## What the task requires
Among the entries below, find how many lines carry the word "instance" and state only that figure.

## Recorded information
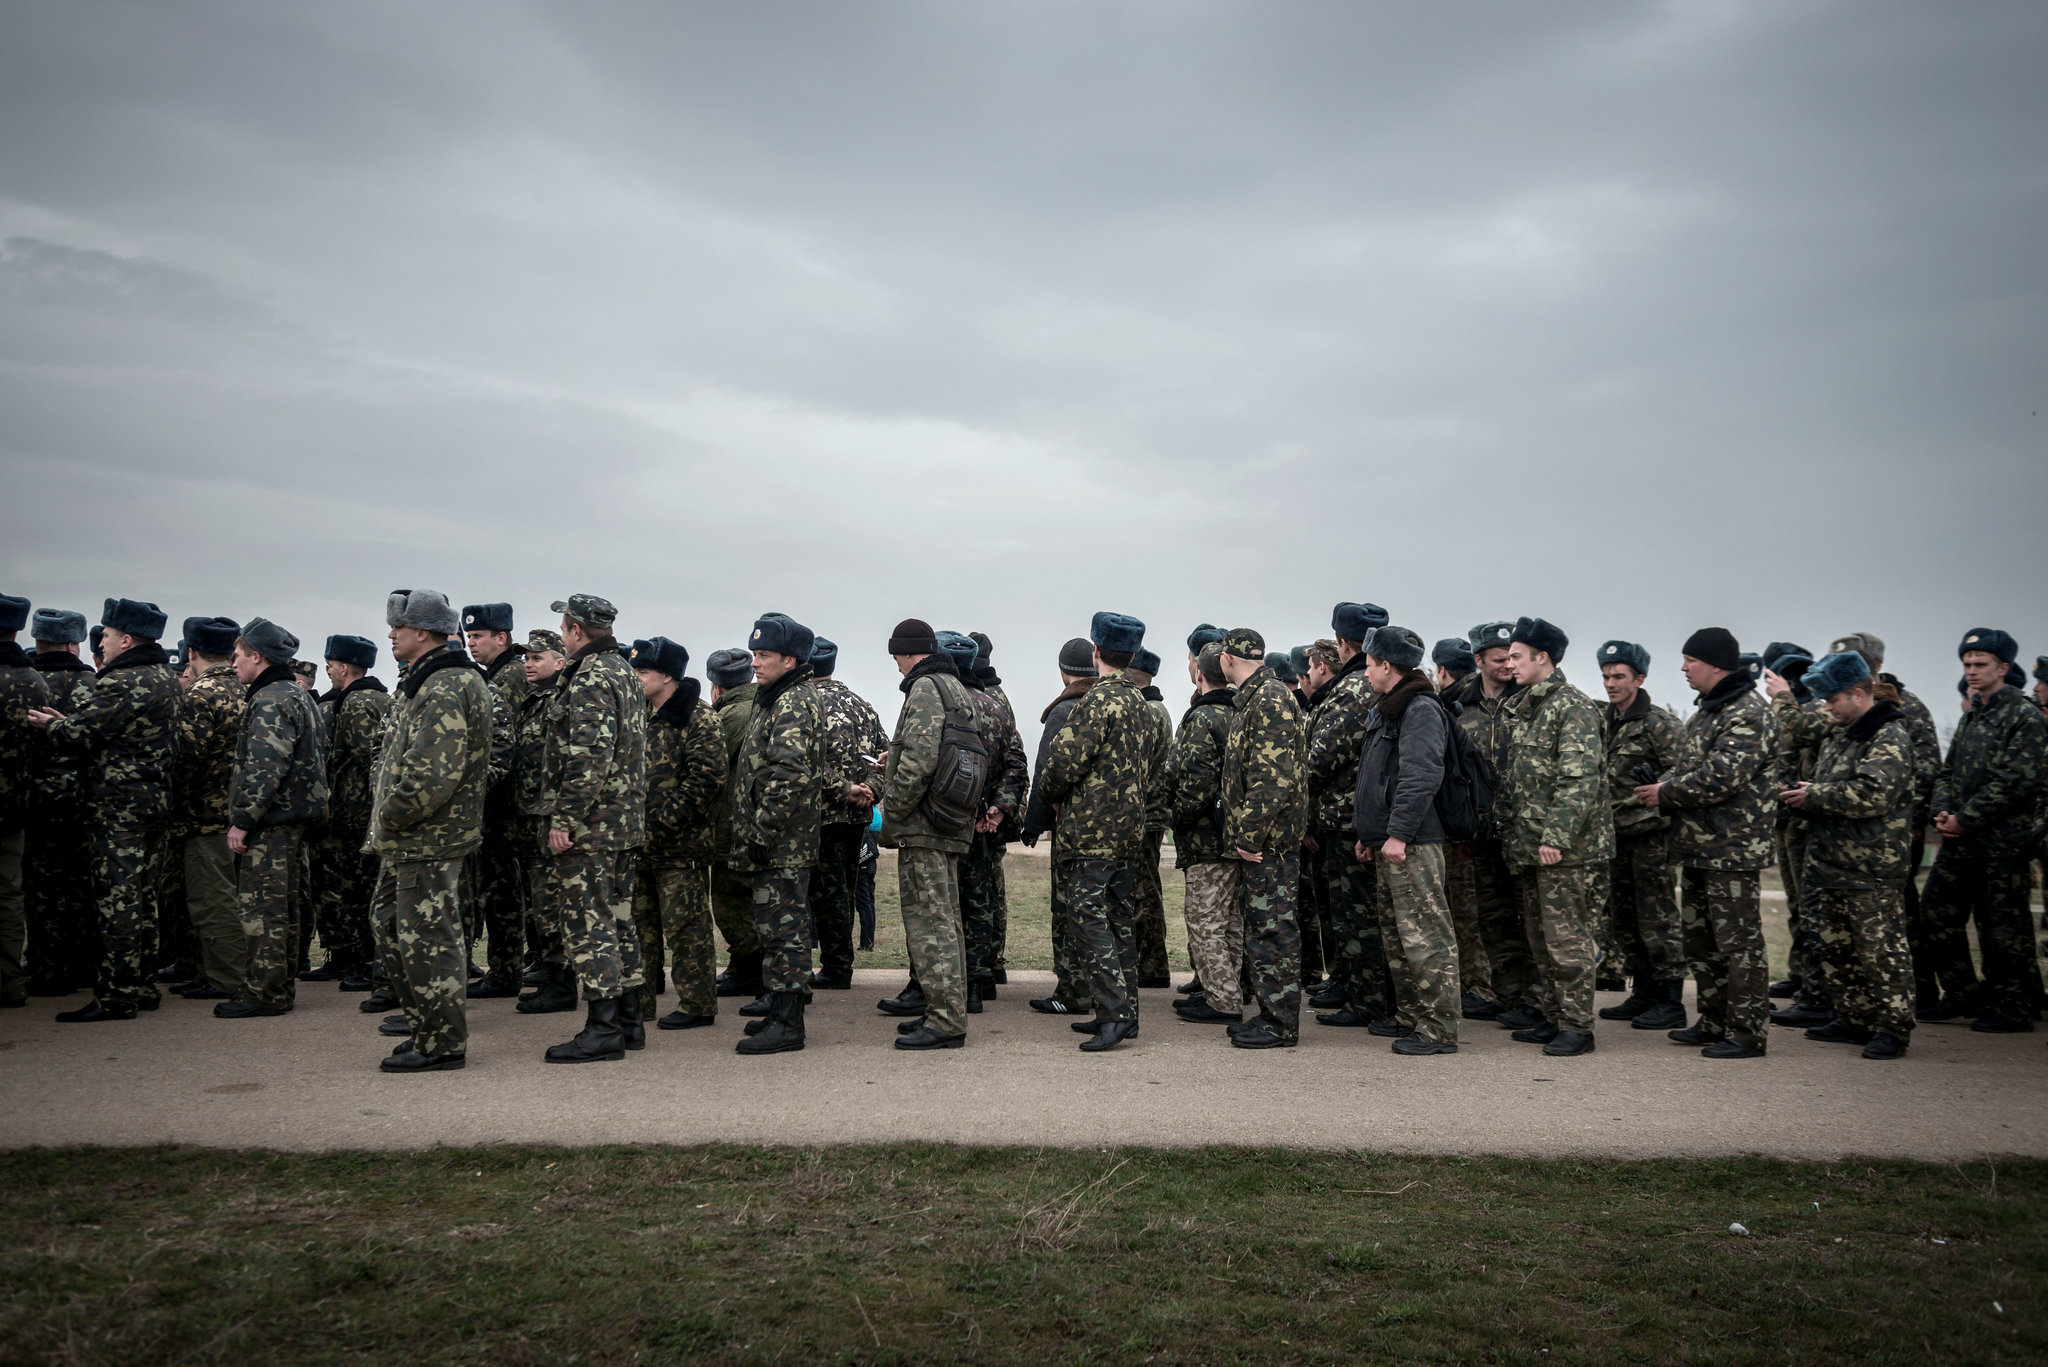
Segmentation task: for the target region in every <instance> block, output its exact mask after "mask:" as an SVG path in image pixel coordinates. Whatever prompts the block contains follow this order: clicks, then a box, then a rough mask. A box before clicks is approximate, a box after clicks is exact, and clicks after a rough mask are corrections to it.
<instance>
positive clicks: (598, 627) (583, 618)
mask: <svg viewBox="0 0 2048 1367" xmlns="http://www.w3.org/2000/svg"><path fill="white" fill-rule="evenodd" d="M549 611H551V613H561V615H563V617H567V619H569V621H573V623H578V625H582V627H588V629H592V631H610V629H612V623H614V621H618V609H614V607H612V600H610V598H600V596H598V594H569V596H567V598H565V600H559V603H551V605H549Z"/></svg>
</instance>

## Response box
3